- WRITTEN INSTRUCTION:
Copy the newsgroup post below in full, word for word.

- PAGE TEXT:
━━━━━━━━━━━━━━━━━━━━━━━━━━━━━━
Re: Plausibility Check
- From: "Peter T. Daniels" <grammatim@xxxxxxxxxxx>
- Date: 29 Jul 2006 07:16:37 -0700
Franz Gnaedinger wrote:
Richard Herring wrote:
The other half is learning how to present it in such a way that others
can assess its credibility for themselves. You are very bad at that.
I always tell about my sources of information when someone
asks me about.
Trust nobody.
How can you live without trusting anyone? Poor fellow.
Which includes estimating its accuracy and credibility, their
motivation, by how many levels of hearsay it's been distorted, etc... If
they don't provide the metadata for doing that, they get low scores.
Okay, tell me about your metadata. Your understanding
of the world has been mediated, first by your mother and
father, then by siblings and comrades, by teachers, by
books, by journals, by radio, TV, the Web, etc. Almost
everything you know has been been provided or at least
influenced by one or another medium (by someone or
something "in between," which is the meaning of the word
medium). Tell me all that came in between your natural trust
as a baby and the above statement "Trust nobody.".
But you fail to present the evidence from which you made your
evaluation.
I gave you the quote
English in the time of Shakepseare had 200,000 words,
information technology alone created 200,000 words
That is not a quote; that is your recollection of what you (think you)
heard (and it is translated as well, but the possibility of distortion
in translation is here minimal).
and by request I gave you the source, the radio program
Mailbox, DRS 1, 11:40 to 11:45, one or two or perhaps
three years ago.
That is not a "source." A source would be the date of the broadcast,
and preferably it would identify the authority for the statement.
I gave you the link to the website, you
can contact the editors of the Mailbox, I even wrote
a draft of a letter to them. Can you ask for more?
━━━━━━━━━━━━━━━━━━━━━━━━━━━━━━
- DATA LINES:
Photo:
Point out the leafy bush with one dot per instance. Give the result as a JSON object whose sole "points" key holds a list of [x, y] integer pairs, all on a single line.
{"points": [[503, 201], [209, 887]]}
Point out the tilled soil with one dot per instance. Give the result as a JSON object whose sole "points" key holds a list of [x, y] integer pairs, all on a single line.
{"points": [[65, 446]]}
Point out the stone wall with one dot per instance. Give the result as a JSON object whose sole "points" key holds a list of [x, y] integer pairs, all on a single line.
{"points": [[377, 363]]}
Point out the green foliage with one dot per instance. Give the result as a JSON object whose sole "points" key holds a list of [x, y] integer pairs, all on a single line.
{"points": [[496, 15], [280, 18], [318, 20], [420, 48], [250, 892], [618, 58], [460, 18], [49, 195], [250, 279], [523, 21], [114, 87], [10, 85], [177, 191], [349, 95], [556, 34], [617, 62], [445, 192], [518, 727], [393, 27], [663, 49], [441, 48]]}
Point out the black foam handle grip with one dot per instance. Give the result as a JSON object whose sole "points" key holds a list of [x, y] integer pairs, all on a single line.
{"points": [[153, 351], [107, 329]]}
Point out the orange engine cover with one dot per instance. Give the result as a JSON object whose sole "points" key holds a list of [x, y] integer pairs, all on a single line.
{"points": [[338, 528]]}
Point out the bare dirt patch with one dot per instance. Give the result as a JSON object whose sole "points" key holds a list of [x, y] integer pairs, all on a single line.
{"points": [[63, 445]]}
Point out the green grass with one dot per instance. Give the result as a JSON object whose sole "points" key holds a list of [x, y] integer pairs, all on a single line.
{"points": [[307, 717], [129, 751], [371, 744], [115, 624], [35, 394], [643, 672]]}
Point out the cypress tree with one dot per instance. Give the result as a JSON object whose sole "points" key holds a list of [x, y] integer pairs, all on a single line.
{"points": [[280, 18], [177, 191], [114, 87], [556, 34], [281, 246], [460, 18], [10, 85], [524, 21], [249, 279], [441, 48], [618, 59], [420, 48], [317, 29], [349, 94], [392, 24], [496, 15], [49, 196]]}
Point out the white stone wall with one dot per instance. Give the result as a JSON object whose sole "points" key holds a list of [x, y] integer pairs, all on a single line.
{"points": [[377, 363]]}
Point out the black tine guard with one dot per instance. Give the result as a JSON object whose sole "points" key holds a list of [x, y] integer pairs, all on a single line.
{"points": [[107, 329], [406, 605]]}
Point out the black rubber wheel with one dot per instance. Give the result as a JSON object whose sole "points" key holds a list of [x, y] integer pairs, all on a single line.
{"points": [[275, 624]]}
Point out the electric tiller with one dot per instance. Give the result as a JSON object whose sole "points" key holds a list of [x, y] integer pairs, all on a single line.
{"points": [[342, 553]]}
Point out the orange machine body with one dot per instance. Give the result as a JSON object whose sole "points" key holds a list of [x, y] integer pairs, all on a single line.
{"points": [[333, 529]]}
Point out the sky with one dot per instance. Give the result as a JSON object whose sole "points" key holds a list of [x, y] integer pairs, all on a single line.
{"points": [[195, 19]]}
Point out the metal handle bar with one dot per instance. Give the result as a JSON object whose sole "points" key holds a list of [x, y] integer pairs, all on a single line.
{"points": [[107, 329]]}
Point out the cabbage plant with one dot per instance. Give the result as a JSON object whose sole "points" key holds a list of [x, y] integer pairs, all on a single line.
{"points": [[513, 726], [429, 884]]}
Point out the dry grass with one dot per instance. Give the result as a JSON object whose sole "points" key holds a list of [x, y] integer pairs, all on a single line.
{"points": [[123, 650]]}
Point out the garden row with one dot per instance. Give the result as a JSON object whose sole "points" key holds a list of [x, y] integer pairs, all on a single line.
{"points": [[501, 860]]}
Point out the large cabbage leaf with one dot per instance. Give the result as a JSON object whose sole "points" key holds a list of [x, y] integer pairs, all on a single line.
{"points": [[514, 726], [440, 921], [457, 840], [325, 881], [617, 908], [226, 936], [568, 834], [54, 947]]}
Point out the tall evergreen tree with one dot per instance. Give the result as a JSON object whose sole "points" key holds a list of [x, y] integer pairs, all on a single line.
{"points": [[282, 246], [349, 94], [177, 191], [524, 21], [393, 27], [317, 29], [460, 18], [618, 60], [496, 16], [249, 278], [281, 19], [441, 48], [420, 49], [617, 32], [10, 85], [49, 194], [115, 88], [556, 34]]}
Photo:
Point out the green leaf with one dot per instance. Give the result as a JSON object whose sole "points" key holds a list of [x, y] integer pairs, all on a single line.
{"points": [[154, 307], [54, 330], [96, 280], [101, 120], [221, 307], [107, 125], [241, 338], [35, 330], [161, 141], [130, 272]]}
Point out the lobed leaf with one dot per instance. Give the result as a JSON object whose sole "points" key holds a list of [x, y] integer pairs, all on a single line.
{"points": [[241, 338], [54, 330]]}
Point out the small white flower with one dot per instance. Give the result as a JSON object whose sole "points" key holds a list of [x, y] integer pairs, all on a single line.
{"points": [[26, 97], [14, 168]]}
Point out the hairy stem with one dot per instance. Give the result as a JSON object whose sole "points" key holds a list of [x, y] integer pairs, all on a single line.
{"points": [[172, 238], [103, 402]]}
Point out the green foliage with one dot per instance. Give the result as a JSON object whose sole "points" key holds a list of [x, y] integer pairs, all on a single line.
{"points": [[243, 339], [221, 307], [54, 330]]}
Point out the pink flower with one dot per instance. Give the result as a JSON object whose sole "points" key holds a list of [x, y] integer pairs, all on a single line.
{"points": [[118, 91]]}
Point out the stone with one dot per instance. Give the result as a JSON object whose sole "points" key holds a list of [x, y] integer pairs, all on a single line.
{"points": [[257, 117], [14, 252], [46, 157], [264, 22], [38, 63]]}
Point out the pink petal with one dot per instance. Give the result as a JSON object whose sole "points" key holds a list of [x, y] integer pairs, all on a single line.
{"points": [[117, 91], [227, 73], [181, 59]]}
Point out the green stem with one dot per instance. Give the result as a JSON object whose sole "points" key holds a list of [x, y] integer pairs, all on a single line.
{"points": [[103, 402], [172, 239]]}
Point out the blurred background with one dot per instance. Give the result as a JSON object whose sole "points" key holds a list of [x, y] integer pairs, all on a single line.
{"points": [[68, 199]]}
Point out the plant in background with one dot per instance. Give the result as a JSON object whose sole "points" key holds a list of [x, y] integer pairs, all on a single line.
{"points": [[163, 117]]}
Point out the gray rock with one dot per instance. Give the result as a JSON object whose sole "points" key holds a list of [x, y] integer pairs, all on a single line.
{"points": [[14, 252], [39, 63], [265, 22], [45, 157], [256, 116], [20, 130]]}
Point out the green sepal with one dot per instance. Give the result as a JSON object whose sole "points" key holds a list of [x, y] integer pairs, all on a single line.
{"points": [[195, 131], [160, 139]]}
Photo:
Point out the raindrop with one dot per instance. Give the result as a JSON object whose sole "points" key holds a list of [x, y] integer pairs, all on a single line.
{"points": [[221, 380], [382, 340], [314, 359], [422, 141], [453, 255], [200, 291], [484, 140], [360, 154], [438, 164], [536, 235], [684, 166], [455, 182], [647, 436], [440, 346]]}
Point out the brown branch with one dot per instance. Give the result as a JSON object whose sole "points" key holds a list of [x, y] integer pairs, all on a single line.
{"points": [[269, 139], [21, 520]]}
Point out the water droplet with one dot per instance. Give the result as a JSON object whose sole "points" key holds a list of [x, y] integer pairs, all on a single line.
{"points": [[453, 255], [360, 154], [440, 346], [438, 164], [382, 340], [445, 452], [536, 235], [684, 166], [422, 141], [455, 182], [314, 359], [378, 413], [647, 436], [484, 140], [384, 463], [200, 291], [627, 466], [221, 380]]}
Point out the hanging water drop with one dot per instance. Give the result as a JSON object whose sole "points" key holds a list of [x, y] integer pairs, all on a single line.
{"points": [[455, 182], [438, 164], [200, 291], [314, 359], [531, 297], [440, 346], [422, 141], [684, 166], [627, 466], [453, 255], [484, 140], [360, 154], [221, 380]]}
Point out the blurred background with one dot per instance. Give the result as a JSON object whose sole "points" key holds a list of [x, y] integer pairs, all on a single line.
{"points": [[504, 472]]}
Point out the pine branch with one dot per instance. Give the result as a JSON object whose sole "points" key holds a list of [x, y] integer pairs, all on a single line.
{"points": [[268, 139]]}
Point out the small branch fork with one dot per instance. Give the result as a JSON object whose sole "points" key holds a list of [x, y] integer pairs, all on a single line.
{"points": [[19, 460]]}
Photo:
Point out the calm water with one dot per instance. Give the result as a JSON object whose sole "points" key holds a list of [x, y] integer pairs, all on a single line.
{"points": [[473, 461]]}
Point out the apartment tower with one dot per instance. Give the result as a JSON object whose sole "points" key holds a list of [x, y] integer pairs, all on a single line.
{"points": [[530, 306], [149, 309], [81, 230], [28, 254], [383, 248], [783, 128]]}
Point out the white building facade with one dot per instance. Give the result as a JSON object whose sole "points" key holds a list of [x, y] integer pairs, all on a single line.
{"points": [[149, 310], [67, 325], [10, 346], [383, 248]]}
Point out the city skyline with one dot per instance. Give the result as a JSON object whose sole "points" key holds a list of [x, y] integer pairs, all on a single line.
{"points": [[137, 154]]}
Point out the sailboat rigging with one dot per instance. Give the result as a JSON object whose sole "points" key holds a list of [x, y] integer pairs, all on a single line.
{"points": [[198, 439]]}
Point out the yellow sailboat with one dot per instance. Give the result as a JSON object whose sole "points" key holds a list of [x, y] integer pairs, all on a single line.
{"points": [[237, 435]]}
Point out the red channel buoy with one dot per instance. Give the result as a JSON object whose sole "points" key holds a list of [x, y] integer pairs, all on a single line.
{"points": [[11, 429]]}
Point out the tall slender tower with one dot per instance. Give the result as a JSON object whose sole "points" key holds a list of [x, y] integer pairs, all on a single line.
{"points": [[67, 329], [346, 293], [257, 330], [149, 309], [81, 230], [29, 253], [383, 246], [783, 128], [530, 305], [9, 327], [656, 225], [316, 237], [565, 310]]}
━━━━━━━━━━━━━━━━━━━━━━━━━━━━━━
- EXERCISE RESULT:
Re: Plausibility Check
- From: "Peter T. Daniels" <grammatim@xxxxxxxxxxx>
- Date: 29 Jul 2006 07:16:37 -0700
Franz Gnaedinger wrote:
Richard Herring wrote:
The other half is learning how to present it in such a way that others
can assess its credibility for themselves. You are very bad at that.
I always tell about my sources of information when someone
asks me about.
Trust nobody.
How can you live without trusting anyone? Poor fellow.
Which includes estimating its accuracy and credibility, their
motivation, by how many levels of hearsay it's been distorted, etc... If
they don't provide the metadata for doing that, they get low scores.
Okay, tell me about your metadata. Your understanding
of the world has been mediated, first by your mother and
father, then by siblings and comrades, by teachers, by
books, by journals, by radio, TV, the Web, etc. Almost
everything you know has been been provided or at least
influenced by one or another medium (by someone or
something "in between," which is the meaning of the word
medium). Tell me all that came in between your natural trust
as a baby and the above statement "Trust nobody.".
But you fail to present the evidence from which you made your
evaluation.
I gave you the quote
English in the time of Shakepseare had 200,000 words,
information technology alone created 200,000 words
That is not a quote; that is your recollection of what you (think you)
heard (and it is translated as well, but the possibility of distortion
in translation is here minimal).
and by request I gave you the source, the radio program
Mailbox, DRS 1, 11:40 to 11:45, one or two or perhaps
three years ago.
That is not a "source." A source would be the date of the broadcast,
and preferably it would identify the authority for the statement.
I gave you the link to the website, you
can contact the editors of the Mailbox, I even wrote
a draft of a letter to them. Can you ask for more?